Task details: Could you update the material below by replacing "building facade" with "storefront" and leaving everything else unchanged?

begin

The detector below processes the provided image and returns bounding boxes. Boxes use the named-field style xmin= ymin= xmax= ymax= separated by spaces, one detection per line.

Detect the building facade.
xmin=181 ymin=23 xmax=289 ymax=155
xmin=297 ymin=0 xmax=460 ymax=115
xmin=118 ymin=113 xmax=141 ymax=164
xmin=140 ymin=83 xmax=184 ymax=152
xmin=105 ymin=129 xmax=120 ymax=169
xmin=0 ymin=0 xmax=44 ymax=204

end

Written answer:
The detector below processes the provided image and returns bounding boxes. Boxes use the named-field style xmin= ymin= xmax= ymax= separated by spaces, one detection per line.

Detect the storefront.
xmin=181 ymin=23 xmax=289 ymax=155
xmin=297 ymin=0 xmax=460 ymax=115
xmin=118 ymin=113 xmax=141 ymax=164
xmin=140 ymin=83 xmax=184 ymax=152
xmin=105 ymin=129 xmax=120 ymax=169
xmin=0 ymin=0 xmax=44 ymax=204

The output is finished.